TASK OBJECTIVE — The data below must be repeated exactly. Leave nothing out.

RECORDS SUPPLIED —
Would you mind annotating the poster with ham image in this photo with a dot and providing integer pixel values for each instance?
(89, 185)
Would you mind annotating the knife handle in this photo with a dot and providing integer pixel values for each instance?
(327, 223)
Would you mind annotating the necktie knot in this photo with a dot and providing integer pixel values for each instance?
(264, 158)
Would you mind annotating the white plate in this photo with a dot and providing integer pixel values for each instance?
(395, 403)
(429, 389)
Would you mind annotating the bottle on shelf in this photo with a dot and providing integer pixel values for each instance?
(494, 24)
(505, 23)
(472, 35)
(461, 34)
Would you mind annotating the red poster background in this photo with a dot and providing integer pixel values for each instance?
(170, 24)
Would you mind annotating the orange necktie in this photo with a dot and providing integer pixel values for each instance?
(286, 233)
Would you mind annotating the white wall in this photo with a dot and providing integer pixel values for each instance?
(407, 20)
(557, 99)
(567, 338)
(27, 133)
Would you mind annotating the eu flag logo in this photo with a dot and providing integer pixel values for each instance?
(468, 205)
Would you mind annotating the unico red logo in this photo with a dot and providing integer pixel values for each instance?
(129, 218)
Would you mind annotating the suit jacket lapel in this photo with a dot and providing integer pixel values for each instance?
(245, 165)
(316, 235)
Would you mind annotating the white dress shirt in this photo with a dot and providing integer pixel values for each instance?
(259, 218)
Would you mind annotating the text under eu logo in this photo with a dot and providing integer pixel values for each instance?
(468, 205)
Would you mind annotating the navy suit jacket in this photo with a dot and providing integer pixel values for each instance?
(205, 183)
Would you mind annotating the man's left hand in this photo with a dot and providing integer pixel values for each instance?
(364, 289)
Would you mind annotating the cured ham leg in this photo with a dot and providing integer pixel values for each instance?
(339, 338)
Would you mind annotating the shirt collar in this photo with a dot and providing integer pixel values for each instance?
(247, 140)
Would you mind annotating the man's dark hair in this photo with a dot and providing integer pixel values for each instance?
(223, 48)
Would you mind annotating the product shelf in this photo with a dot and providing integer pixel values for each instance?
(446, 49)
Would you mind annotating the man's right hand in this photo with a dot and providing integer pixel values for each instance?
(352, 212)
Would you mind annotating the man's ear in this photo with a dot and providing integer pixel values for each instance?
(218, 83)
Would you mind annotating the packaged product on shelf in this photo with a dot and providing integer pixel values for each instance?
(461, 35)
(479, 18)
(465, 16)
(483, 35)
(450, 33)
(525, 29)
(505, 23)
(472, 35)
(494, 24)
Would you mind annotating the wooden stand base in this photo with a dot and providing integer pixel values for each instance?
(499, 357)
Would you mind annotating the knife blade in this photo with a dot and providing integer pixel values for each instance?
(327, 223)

SOLUTION TO THIS TASK —
Would you mind annotating the poster with ham image in this photo with a dot and providing integer pixel values for each instance?
(89, 185)
Would you mind annotating the knife handle in this photo with a dot and providing integer pixel values for each instance?
(327, 223)
Would you mind annotating the necktie knot in this photo with a dot and providing integer pixel values for each instance?
(264, 158)
Would you mind annotating the white plate in this photo with a dot and providing integer pixel values for each instance?
(395, 403)
(429, 389)
Would you mind annotating the bottle on shelf in this photo with a dot and providing integer pixel values for each instance?
(494, 24)
(505, 23)
(472, 35)
(461, 34)
Would you mind annotating the red poster background in this photo with a dot and providing integer pixel values for each instance?
(170, 24)
Would you mind annotating the orange necktie in this photo with a dot and providing integer pixel values for each instance?
(286, 233)
Would you mind annotating the white wall in this photo with a dot and providing integer pixel values for each instance?
(407, 20)
(557, 99)
(567, 338)
(27, 133)
Would you mind annotating the eu flag logo in this photo with a dot and providing integer pixel values for each instance?
(468, 205)
Would you mind annotating the unico red logo in this photo with a dot and providing integer pixel values for each instance?
(129, 218)
Would you mind annotating the suit jacket lapel in this photo with a dot and providing integer pixel values for each instance?
(245, 165)
(316, 235)
Would you mind annotating the white dress shirt in this photo with a dot and providing integer pixel values for each instance?
(259, 218)
Would you mind annotating the text under eu logo in this photo with a dot and providing integer pixel values for each instance?
(468, 205)
Would you mind annotating the navy suit jacket in this photo with a dot and providing integer pixel values for each instance?
(205, 183)
Would you mind annotating the man's left hand in this photo with a dot and providing integer pixel values for each instance?
(364, 289)
Would you mind annotating the cured ham leg in this photo with a dot and providing integer pixel values for each instance?
(339, 338)
Would you mind annotating the shirt collar in this photo with a dot and providing integer pixel values for each instance?
(247, 140)
Would you mind annotating the man's dark hair in this photo with a dot and providing integer pixel values for each instance?
(223, 48)
Would you mind annotating the product shelf in this photo with a dot and providing integer pixel values for each instance?
(446, 49)
Would you mind annotating the man's right hand in this photo with a dot and providing integer pixel values for each instance?
(352, 212)
Would you mind annotating the man's ear in this photo with a dot and providing integer pixel values for each instance?
(218, 83)
Would you mind annotating the packaged product on shelf in this photo with a dot and providing integer pixel values for each instance?
(461, 35)
(479, 18)
(465, 16)
(483, 35)
(450, 33)
(525, 29)
(505, 23)
(472, 35)
(494, 24)
Would you mind annotating the wooden stand base in this photo with a dot and providing integer pixel values for each instance?
(499, 357)
Would you mind annotating the knife blade in this photo with a dot and providing integer pixel values for each instance?
(327, 223)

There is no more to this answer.